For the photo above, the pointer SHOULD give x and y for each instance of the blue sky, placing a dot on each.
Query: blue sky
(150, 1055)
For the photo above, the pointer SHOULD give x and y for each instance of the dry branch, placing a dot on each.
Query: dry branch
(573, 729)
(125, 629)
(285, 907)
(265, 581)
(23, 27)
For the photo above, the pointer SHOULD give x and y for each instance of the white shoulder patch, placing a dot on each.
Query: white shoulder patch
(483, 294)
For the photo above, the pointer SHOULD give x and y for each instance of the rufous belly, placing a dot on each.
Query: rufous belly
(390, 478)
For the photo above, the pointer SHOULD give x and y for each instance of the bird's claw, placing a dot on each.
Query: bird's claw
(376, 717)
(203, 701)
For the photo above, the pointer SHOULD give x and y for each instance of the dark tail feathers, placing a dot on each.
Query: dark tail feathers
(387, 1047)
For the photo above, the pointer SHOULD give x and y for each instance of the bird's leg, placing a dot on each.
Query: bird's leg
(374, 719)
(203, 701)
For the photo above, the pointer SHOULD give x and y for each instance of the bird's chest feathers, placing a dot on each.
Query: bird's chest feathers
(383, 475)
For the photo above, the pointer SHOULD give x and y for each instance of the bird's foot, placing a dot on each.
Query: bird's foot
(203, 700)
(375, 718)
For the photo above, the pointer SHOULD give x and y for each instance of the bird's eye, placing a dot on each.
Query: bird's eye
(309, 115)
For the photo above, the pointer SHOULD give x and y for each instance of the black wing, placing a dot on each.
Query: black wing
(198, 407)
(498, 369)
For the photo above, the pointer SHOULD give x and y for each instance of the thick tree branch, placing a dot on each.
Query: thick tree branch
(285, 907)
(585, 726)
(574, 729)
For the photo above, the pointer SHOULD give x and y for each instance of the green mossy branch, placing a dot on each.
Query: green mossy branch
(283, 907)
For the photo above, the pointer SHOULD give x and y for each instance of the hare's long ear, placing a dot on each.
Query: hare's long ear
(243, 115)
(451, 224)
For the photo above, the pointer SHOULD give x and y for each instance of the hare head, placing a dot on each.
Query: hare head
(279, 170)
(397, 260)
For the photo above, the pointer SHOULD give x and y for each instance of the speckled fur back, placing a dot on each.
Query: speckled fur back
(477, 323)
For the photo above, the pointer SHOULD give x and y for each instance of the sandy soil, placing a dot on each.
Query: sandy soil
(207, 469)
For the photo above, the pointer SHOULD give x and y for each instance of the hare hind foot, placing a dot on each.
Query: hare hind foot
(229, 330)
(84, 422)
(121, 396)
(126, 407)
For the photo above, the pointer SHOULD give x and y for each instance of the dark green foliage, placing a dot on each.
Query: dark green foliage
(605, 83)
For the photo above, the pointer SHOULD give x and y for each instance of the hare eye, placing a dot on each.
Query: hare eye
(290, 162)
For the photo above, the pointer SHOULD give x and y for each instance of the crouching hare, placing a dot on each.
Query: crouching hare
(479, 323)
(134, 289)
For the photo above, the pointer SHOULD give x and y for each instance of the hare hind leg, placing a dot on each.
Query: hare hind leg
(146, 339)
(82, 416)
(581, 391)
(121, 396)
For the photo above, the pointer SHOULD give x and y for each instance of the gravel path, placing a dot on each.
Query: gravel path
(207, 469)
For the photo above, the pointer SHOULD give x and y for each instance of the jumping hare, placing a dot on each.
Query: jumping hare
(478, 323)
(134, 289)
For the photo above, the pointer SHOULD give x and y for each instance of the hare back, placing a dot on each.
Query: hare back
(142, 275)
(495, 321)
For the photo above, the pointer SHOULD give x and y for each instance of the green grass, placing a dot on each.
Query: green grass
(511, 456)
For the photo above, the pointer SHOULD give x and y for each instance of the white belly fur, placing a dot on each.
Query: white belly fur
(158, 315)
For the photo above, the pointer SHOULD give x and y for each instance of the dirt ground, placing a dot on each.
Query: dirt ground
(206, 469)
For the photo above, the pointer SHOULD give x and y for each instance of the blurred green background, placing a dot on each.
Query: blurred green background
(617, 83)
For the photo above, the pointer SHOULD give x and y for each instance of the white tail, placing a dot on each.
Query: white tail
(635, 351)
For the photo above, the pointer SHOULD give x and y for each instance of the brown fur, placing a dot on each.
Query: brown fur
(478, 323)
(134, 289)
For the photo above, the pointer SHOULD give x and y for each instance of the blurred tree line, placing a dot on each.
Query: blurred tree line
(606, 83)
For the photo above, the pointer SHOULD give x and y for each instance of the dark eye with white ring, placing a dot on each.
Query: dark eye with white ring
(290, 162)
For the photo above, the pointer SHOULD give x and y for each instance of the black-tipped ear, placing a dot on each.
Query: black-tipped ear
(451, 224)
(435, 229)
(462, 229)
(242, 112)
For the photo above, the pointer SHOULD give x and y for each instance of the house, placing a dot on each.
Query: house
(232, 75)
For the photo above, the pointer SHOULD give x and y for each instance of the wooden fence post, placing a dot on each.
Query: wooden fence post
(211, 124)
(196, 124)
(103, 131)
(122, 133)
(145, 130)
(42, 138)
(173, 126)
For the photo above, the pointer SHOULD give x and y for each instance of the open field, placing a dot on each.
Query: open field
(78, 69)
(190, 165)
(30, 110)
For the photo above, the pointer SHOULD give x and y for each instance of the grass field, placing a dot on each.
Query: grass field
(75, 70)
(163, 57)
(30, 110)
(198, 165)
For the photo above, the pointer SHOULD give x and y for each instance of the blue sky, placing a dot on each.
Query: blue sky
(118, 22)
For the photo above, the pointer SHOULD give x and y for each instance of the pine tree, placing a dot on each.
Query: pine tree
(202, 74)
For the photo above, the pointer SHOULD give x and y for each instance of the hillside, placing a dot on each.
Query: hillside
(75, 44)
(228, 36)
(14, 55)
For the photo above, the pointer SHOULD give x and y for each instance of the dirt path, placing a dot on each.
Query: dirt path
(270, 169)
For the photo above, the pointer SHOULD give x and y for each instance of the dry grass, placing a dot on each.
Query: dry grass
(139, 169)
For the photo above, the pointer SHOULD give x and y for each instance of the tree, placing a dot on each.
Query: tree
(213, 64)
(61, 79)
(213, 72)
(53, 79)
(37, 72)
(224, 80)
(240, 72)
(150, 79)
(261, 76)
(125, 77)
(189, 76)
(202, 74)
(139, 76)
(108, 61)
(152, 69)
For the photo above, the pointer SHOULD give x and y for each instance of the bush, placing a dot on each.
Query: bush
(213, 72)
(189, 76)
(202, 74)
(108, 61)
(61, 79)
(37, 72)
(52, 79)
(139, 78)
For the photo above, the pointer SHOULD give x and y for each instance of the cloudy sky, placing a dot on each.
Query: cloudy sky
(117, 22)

+ + + + +

> [Written problem]: Please copy all of the items above word for word, keeping every line unchanged and in the same order.

> [Response]:
For the photo above, the pointer SHOULD give x and y for each instance of the blue sky, placing a dot on each.
Query: blue sky
(150, 1055)
For the photo above, the pointer SHOULD give x and y for each instance of the dry branch, placing a dot on each.
Query: dry branch
(573, 729)
(125, 629)
(285, 907)
(265, 581)
(23, 27)
For the photo above, the pointer SHOULD give x and y for each instance of the white shoulder patch, placing a dot on each.
Query: white shoulder patch
(483, 294)
For the photo above, the pointer SHOULD give x and y for each instance of the rufous belly, placing a dot on each.
Query: rufous belly
(390, 478)
For the photo above, the pointer SHOULD give x and y for each instance of the bird's claw, placing a dot on each.
Query: bird's claw
(376, 717)
(203, 701)
For the photo above, the pointer SHOULD give x and y for each instance of the dark tail feathers, placing a dot on each.
Query: dark tail feathers
(387, 1047)
For the photo above, the pointer SHOULD give x and y for each instance of the bird's leg, placing a dot on each.
Query: bird's leg
(374, 719)
(203, 701)
For the photo above, the pointer SHOULD give x and y for each instance of the bird's chest feathers, placing a dot on each.
Query: bird's chest feathers
(383, 475)
For the photo above, the pointer SHOULD give x and y for each instance of the bird's foot, placing a dot on each.
Query: bird's foot
(203, 700)
(375, 718)
For the photo above, the pointer SHOULD give x and y for each instance of the bird's eye, placing a dot on each.
Query: bird's eye
(309, 115)
For the photo above, the pointer SHOULD give x and y for each instance of the black wing, placing a dot on each.
Query: black wing
(198, 407)
(498, 369)
For the photo above, the pointer SHOULD give x and y for each instance of the thick tree branch, placing a dot on each.
Query: thick tree branch
(285, 907)
(585, 726)
(574, 729)
For the photo above, the pointer SHOULD give x and y for each instance of the green mossy branch, placing a dot on each.
Query: green mossy branch
(283, 907)
For the photo above, the pointer SHOULD give x and y for each instance of the hare's long ear, placing a dot on each.
Query: hare's long ear
(243, 115)
(451, 224)
For the photo above, the pointer SHOULD give x and y for each instance of the hare head, placing a dot on each.
Query: hare head
(279, 170)
(397, 260)
For the photo above, the pointer SHOULD give x and y for each instance of the speckled fur back, placing a dot on each.
Query: speckled fur back
(477, 323)
For the photo above, the pointer SHOULD give x and y for each instance of the sandy soil, placing a dot on each.
Query: sandy soil
(207, 469)
For the photo above, the pointer SHOULD give x and y for each instance of the hare hind foot, placing a dot on each.
Query: hare hind foot
(229, 330)
(84, 422)
(121, 396)
(126, 407)
For the photo above, the pointer SHOULD give x and y for each instance of the dark green foliage, placing a dot on each.
Query: dark green foliage
(605, 83)
For the photo above, the pointer SHOULD give x and y for each instance of the hare eye, placing a dot on each.
Query: hare eye
(290, 162)
For the photo above, the pointer SHOULD give x and y for each instance of the crouching hare, placing a dot on each.
Query: crouching hare
(479, 323)
(134, 289)
For the photo above, the pointer SHOULD give x and y for each instance of the hare hind leg, placing a dot on each.
Query: hare hind leg
(146, 339)
(82, 416)
(581, 391)
(121, 396)
For the photo above, the pointer SHOULD give x and y for each instance of the gravel path, placing a dot on each.
Query: gravel path
(207, 469)
For the photo above, the pointer SHOULD give x and y for each instance of the jumping hare, placing a dot on each.
Query: jumping hare
(478, 323)
(134, 289)
For the photo above, the pointer SHOULD give x and y for each instance of the hare back, placing a dot on each.
Query: hare back
(142, 275)
(495, 321)
For the photo above, the pointer SHOULD give x and y for each instance of the green grass, placing a dot on each.
Query: green grass
(511, 456)
For the photo above, the pointer SHOULD give x and y for each instance of the white belly fur, placing a dot on each.
Query: white belly fur
(158, 315)
For the photo above, the pointer SHOULD give x and y for each instance of the dirt ground, placing a dot on each.
Query: dirt ground
(206, 469)
For the photo above, the pointer SHOULD give x and y for each instance of the blurred green background, placing a dot on each.
Query: blurred green background
(617, 83)
For the photo above, the pointer SHOULD give x and y for each instance of the white tail, placing a dot on each.
Query: white tail
(635, 351)
For the photo above, the pointer SHOULD give x and y for each instance of the brown fur, placing a dot on each.
Query: brown fur
(478, 323)
(134, 289)
For the photo above, the pointer SHOULD give x and y for each instance of the blurred tree line, placing a dot on each.
Query: blurred tree line
(606, 83)
For the photo above, the pointer SHOULD give x and y for each instance of the dark eye with white ring, placing a dot on each.
Query: dark eye with white ring
(290, 162)
For the photo above, the pointer SHOULD give x and y for each instance of the black-tipped ear, placing a dot on each.
Query: black-tipped ear
(451, 224)
(435, 229)
(462, 229)
(242, 112)
For the photo above, the pointer SHOULD give x and y for each instance of the house, placing a dot on each.
Query: house
(232, 75)
For the photo above, the pointer SHOULD give x and y for each instance of the wooden fence post, placing a dot on each.
Query: wooden fence post
(211, 124)
(196, 124)
(103, 131)
(122, 133)
(145, 130)
(42, 138)
(173, 126)
For the photo above, the pointer SHOULD give x and y for each instance of the open field, placing a dot on each.
Query: open field
(78, 69)
(190, 165)
(30, 110)
For the photo above, the pointer SHOULD give x and y for each instance of the grass field, placing a dot on each.
Query: grass field
(75, 70)
(163, 57)
(30, 110)
(198, 165)
For the photo above, the pointer SHOULD give x and y for each instance of the blue sky, placing a dot on each.
Query: blue sky
(118, 22)
For the photo above, the pointer SHOULD give x and y for each instance of the pine tree, placing a dot on each.
Query: pine tree
(202, 74)
For the photo above, the pointer SHOULD give x and y for each instance of the hillside, placing a dot on each.
Query: hillside
(75, 44)
(228, 36)
(14, 55)
For the photo above, the pointer SHOULD give x and y for each instance of the dirt path, placing a dot on each.
Query: dirt path
(270, 169)
For the photo above, the pointer SHOULD give x and y for each instance of the dry grass, placing a dot on each.
Query: dry grass
(139, 169)
For the photo above, the pointer SHOULD give x and y for each instance of the tree, placing a dot on each.
Query: tree
(213, 64)
(61, 79)
(213, 72)
(53, 79)
(37, 72)
(224, 80)
(240, 72)
(150, 79)
(261, 76)
(125, 77)
(189, 76)
(202, 74)
(139, 76)
(108, 61)
(152, 69)
For the photo above, the pointer SHOULD give x and y for each instance of the bush, placing a dot on each.
Query: bush
(213, 72)
(189, 76)
(202, 74)
(108, 61)
(61, 79)
(37, 72)
(52, 79)
(139, 78)
For the photo above, the pointer SHOULD give x and y for each instance of the cloudy sky, placing a dot on each.
Query: cloudy sky
(117, 22)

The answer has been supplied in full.